- PROBLEM 1:
Which lines in the entries contain the word "wall"? Copy each of those lines.

-- START SOURCE PASSAGE --

Problem Explaination
Hello there ! I am trying to use the cuPCL repository: GitHub - NVIDIA-AI-IOT/cuPCL: A project demonstrating how to use the libs of cuPCL. such to preprocess the PointCloud by a Voxel Downsampling Filter prior to using a the defined Clusterer. The program runs smoothly without the Voxel Downsampling , but the problem comes when only making an Instance of the filter as shown below:
cudaExtractCluster cudaec(stream);
cudaFilter filterTest(stream);
or
cudaFilter filterTest(stream2); (Same or different streams does not matter)
So just using one works, but both produces: Cuda failure: an illegal memory access was encountered at line 138 in file cudaFilter.cpp error status: 700
After some trials with Debugging with CUDA-GDB and CUDA MEMCHECK I came to the following results but do not quite sure if they can be solved as the classes are implemented in a precompiled .so files:
- Both classes invoke the cudaFillVoxelGirdKernel, and the error occurs on the Kernel Launch of the first function call that invokes the Kernel Launch :
Thread 1 "collision_avoid" received signal CUDA_EXCEPTION_1, Lane Illegal Address.
[Switching focus to CUDA kernel 0, grid 6, block (3,0,0), thread (160,0,0), device 0, sm 6, warp 4, lane 0]
0x0000555555d50eb0 in cudaFillVoxelGirdKernel(float4*, int4*, int4*, float4*, unsigned int, float, float, float) ()

-- END SOURCE PASSAGE --
-- START THE INPUT --

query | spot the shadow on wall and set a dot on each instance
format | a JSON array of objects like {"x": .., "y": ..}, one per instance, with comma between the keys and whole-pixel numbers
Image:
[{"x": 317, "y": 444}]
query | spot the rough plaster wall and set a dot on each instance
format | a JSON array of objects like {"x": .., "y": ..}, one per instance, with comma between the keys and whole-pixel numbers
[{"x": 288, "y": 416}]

-- END THE INPUT --
-- START THE INPUT --

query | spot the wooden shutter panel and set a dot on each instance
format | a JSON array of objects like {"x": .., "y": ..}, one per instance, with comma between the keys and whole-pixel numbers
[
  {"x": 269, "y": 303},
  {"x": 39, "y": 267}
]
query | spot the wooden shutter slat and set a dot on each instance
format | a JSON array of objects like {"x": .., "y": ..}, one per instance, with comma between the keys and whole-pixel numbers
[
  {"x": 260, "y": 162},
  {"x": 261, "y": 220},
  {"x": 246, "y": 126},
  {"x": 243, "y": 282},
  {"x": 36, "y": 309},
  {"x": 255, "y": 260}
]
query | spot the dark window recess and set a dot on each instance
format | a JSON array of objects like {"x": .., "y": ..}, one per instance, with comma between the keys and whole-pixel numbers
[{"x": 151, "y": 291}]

-- END THE INPUT --

- PROBLEM 2:
Could you repeat the entire cuPCL memory-error post from above, word for word?

- CORRECT RESULT 1:
query | spot the shadow on wall and set a dot on each instance
query | spot the rough plaster wall and set a dot on each instance

- CORRECT RESULT 2:
Problem Explaination
Hello there ! I am trying to use the cuPCL repository: GitHub - NVIDIA-AI-IOT/cuPCL: A project demonstrating how to use the libs of cuPCL. such to preprocess the PointCloud by a Voxel Downsampling Filter prior to using a the defined Clusterer. The program runs smoothly without the Voxel Downsampling , but the problem comes when only making an Instance of the filter as shown below:
cudaExtractCluster cudaec(stream);
cudaFilter filterTest(stream);
or
cudaFilter filterTest(stream2); (Same or different streams does not matter)
So just using one works, but both produces: Cuda failure: an illegal memory access was encountered at line 138 in file cudaFilter.cpp error status: 700
After some trials with Debugging with CUDA-GDB and CUDA MEMCHECK I came to the following results but do not quite sure if they can be solved as the classes are implemented in a precompiled .so files:
- Both classes invoke the cudaFillVoxelGirdKernel, and the error occurs on the Kernel Launch of the first function call that invokes the Kernel Launch :
Thread 1 "collision_avoid" received signal CUDA_EXCEPTION_1, Lane Illegal Address.
[Switching focus to CUDA kernel 0, grid 6, block (3,0,0), thread (160,0,0), device 0, sm 6, warp 4, lane 0]
0x0000555555d50eb0 in cudaFillVoxelGirdKernel(float4*, int4*, int4*, float4*, unsigned int, float, float, float) ()